Trecho selecionado:

==========

Nos últimos artigos desta série, nós exploramos vários aspectos teóricos da economia de jogos, como recursos, mecanismos e ciclos de retroalimentação. Estes conceitos são muito úteis para analisar jogos já existentes, inclusive aqueles em desenvolvimento, mas, à primeira vista, parecem ser muito abstratos para o desenvolvimento inicial de um jogo ou protótipo. Neste artigo, vamos concretizá-los com um exemplo prático de como estes conteúdos podem ser usados para iniciar o processo de game design através da economia e seus conceitos.


Leia também:


Ideia e Restrições


Antes de tudo, o primeiro passo para a criação de um protótipo de jogo baseado na economia é a definição da ideia central do jogo e suas restrições criativas. Embora criatividade seja sempre vista como uma forma de expansão de ideias, o processo criativo é geralmente mais fluído quando restrito.


Mantendo a coerência com os meus textos anteriores críticos aos jogos com mensagens neoliberais e pró exploração, eu decidi realizar este processo com as seguintes restrições criativas: o jogo deve evitar mecânicas violentas e agressivas; o jogo deve evitar acumulações materiais; e o jogo deve ter mecânicas com espaço para outros aspectos importantes de jogabilidade como a narrativa. Esse processo de restrições é algo muito pessoal e individual, porém, ele geralmente me ajuda a incentivar o processo criativo a se afastar de ideias muito recorrentes e clichês.

==========

Material da tarefa:
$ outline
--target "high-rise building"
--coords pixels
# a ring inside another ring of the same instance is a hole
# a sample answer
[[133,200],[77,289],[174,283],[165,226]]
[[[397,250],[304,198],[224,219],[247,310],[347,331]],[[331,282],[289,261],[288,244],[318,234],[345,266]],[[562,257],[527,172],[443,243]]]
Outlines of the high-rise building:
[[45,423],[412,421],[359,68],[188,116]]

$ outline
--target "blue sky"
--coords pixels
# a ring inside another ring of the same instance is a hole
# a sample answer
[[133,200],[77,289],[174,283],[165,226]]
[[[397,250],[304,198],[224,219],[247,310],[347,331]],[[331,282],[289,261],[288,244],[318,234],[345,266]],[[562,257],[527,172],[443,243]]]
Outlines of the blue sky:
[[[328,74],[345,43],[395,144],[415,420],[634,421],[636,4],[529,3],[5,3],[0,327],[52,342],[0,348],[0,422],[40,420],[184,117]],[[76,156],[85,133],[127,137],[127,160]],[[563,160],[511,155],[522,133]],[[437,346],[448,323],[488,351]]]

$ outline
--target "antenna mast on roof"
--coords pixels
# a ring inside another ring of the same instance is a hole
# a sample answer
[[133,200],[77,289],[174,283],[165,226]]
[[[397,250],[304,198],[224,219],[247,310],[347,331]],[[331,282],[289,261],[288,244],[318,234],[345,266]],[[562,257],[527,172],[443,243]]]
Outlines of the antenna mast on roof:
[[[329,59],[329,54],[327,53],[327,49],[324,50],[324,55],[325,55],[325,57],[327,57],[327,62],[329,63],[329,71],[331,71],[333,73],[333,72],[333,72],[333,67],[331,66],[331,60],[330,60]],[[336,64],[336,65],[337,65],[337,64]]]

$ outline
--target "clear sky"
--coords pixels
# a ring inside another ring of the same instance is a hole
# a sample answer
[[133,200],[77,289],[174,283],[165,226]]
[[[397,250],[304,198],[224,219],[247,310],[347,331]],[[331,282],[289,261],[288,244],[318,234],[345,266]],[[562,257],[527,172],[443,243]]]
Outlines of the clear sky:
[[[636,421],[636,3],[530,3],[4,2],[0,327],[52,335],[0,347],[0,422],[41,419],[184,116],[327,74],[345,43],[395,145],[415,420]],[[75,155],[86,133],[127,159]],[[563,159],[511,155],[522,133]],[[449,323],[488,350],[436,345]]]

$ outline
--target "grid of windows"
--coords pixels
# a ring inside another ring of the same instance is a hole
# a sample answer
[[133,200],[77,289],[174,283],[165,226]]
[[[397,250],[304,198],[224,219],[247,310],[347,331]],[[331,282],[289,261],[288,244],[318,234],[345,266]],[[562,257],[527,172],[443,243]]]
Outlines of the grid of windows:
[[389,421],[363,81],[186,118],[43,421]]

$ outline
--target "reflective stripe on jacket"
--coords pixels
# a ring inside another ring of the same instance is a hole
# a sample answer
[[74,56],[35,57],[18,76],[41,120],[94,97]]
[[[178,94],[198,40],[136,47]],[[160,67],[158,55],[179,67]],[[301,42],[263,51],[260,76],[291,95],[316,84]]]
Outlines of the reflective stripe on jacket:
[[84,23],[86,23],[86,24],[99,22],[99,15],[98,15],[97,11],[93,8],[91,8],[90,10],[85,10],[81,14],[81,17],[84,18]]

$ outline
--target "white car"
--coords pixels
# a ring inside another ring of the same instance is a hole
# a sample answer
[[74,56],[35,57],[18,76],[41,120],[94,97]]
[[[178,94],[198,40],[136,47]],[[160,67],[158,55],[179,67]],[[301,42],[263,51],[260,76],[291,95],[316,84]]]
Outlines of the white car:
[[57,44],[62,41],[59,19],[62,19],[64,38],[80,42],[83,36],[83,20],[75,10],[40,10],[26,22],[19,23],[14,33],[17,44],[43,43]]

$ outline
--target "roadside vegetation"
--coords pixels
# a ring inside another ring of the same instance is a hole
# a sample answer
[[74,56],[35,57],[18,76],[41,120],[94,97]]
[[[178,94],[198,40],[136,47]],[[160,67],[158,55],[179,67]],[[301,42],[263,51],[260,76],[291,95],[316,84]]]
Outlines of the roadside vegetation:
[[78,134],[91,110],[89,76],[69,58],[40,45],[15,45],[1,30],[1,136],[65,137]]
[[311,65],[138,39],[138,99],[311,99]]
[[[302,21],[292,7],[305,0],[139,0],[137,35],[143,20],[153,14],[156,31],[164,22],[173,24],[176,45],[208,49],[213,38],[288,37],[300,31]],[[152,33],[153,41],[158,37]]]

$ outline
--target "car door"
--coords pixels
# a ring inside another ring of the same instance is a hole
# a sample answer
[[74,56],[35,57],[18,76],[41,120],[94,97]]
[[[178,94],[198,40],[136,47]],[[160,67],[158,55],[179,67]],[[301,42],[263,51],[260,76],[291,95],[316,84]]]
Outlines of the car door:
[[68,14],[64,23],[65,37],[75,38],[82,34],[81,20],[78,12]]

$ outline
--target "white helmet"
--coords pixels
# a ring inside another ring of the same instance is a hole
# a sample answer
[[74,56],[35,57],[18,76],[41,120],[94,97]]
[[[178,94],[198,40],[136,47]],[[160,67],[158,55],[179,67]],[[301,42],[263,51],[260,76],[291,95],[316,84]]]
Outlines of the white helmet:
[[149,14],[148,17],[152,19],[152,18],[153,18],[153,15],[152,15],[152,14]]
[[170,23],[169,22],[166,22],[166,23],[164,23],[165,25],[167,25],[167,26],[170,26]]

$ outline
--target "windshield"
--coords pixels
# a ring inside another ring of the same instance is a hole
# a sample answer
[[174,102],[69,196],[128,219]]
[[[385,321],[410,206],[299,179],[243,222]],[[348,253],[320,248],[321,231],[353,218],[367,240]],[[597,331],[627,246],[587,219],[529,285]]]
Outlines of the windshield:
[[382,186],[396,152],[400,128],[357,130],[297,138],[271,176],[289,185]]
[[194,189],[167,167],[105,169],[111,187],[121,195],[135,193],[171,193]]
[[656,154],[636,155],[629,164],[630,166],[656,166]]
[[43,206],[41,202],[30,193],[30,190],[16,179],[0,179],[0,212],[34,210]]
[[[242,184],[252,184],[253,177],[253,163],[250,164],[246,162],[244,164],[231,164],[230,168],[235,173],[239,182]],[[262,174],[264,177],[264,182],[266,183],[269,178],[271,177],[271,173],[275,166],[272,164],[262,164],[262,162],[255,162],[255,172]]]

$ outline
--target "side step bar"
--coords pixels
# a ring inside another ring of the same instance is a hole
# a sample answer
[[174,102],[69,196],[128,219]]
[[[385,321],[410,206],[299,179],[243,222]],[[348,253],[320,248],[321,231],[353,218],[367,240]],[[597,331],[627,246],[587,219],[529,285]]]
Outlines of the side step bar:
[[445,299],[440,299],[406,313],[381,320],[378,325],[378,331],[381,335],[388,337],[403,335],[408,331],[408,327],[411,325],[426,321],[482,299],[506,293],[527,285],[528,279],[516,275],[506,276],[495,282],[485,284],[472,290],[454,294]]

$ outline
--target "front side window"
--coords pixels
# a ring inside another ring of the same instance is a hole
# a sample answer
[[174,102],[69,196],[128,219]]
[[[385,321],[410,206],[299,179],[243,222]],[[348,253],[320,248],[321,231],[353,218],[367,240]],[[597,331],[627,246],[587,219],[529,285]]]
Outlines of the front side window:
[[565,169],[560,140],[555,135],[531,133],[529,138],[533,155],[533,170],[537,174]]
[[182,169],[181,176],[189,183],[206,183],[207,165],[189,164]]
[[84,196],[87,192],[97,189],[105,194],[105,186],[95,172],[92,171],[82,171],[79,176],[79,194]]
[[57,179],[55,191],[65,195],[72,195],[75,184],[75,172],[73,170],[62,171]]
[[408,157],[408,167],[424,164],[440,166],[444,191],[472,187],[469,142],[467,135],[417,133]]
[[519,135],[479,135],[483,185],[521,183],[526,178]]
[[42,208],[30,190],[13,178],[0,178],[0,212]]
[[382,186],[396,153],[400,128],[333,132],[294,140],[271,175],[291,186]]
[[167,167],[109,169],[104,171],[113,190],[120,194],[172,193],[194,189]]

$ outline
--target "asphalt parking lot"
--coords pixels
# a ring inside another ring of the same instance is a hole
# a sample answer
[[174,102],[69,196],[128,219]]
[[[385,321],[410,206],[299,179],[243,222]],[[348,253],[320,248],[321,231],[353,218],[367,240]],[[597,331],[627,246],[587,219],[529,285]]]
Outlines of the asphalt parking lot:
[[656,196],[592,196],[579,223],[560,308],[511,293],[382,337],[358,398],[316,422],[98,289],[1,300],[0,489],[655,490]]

==========

Objetivos:
1. Mostre, copiando-as por inteiro, todas as linhas das entradas que contêm a palavra "blue". Considere a diferença entre maiúsculas e minúsculas.
2. Prossiga com o texto sobre economia de jogos a partir da última frase apresentada.

Respostas:
1.
--target "blue sky"
Outlines of the blue sky:

2.
Com estas restrições eu desenvolvi a primeira versão do jogo Florestando. A ideia de Florestando é de que o jogador caminha por uma floresta, catalogando os elementos desta, como em um estudo exploratório. As mecânicas principais são conectadas à exploração e ao catálogo dos elementos da floresta. O objetivo geral do jogo é distante de ideias violentas ou agressivas, embora ainda apresenta muito espaço para mecânicas de ação e aventura, como subir em árvores ou esgueirar-se para chegar próximo a animais tímidos e catalogá-los. Além disso, todo o cenário da floresta e as informações do catálogo são ricos em oportunidades para a narrativa e estética do jogo.


O conceito geral do jogo é resumido abaixo:

Em Florestando, o jogador explora uma floresta para catalogar e aprender sobre seus habitantes, os quais incluem plantas, animais, humanos e outros.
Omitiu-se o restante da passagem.